Problem statement ▸ Continue the abstract on the foldable capsular vitreous body and MRI in severe retinal detachment, starting right after its final sentence.

Extract to read ▸
Evaluation of supporting role of a foldable capsular vitreous body with magnetic resonance imaging in the treatment of severe retinal detachment in human eyes

Abstract

Purpose: To determine the supporting role of a novel foldable capsular vitreous body (FCVB) with magnetic resonance imaging (MRI) in the treatment of severe retinal detachment in human eyes.

Methods: The study examined nine eyes of nine patients. Among the nine eyes, five had suffered penetrating injuries while four had suffered contusions of the eyeball involving large defects of the retina or choroids. A standard three-port pars plana vitrectomy was performed, FCVB was triple-folded and sent into the vitreous cavity; balanced salt solution (BSS) was injected into the capsule to support the retina. Three cardinal axes of nine eyes were examined using MRI at baseline and at the 3-month follow up.

Results: MRI revealed that the signal intensity of the FCVB was similar to the normal vitreous body, with low-signal intensity on T1-weighted image and high-signal intensity on T2-weighted image. In three pre-operative silicone oil- or heavy silicone oil-filled eyes, FCVBs were not fully inflated, and eyeball deformation was observed in one eye. Shifts of three cardinal axes of three eyes (horizontal, anteroposterior, and vertical) according to MRI, were -4.33, -4.67, and -2.67 mm. In the remaining six eyes, FCVBs were well distributed in the vitreous cavity and evenly supported the retina; the cardinal axes of the eyes were similar to pre-operation. Shifts of three cardinal axes of six eyes were -0.34, -0.34, and -0.34 mm. In a total of nine eyes, shifts of three cardinal axes were -1.67, -1.77, and -1.11 mm. Statistically significant difference showed only between the horizontal axis of nine eyes pre-operatively and post-operatively (P1=0.041, P2=0.058, P3=0.123).

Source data
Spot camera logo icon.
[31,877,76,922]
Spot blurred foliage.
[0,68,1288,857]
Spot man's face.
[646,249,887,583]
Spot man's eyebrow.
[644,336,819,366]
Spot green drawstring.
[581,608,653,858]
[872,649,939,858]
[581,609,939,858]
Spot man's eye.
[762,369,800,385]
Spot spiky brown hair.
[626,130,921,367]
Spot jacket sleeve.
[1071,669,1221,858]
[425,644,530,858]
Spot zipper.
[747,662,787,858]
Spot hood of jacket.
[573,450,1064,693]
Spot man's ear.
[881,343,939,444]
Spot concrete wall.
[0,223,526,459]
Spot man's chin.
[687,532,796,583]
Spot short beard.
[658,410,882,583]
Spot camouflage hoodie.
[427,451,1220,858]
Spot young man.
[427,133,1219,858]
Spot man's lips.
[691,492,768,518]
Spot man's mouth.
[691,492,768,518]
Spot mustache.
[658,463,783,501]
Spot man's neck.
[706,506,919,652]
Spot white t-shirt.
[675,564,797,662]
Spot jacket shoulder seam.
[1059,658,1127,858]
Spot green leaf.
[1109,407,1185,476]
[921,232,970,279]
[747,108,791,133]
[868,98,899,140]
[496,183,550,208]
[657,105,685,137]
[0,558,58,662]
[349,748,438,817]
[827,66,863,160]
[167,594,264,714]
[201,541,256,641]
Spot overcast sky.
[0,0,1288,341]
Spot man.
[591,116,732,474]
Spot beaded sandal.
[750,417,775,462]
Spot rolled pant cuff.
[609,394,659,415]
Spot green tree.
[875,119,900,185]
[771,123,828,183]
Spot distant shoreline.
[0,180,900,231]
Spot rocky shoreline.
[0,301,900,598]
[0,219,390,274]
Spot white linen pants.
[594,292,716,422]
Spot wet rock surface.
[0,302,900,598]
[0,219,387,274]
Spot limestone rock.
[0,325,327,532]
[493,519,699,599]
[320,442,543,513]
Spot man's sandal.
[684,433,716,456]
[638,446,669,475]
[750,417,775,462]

Answer box ▸
Conclusion: This study demonstrated the effectiveness of MRI to monitor the supporting role of an FCVB in the treatment of severe retinal detachment in human eyes.

Figures

Figure 1

Anterior segment photography, B-scan of case 9 and graded scores of visual acuity during a 3-month implantation period. There was no statistically significant conjunctival congestion, corneal oedema, keratic precipitate, or aqueous flare at 3 months after FCVB implantation. The B-scan showed that a capsule-like arc reflective signal was supporting the retina (arrow). The graded scores of visual acuity at each time point after FCVB implantation do not show a significant difference compared with those at baseline.

Figure 2

MR images of FCVB in vitro. The FCVB full of BSS appeared as a round object with high-signal intensity on T2-weighted image. The signal intensity of FCVB was similar to that of the normal vitreous body, and three cardinal axes of the FCVB could be measured accurately.

Figure 3

T2-weighted fat-suppressed image of case 5. (a) MRI showed that silicone oil was only filling two-thirds of the vitreal cavity. When the patient reclined, silicone oil floated above the water, leaving the inferior retina unsupported. Interface of silicone oil and water was clearly observed. (b) In this patient, the FCVB was not fully inflated.

Figure 4

T2-weighted fat-suppressed image of case 3. (a) MRI showed silicone oil fully filled the vitreal cavity, while severe retinal detachment was observed. The funnel-shaped shadow in the eye was the detached retina. (b) An FCVB was fully inflated to support the retina adequately during a 3-month implantation.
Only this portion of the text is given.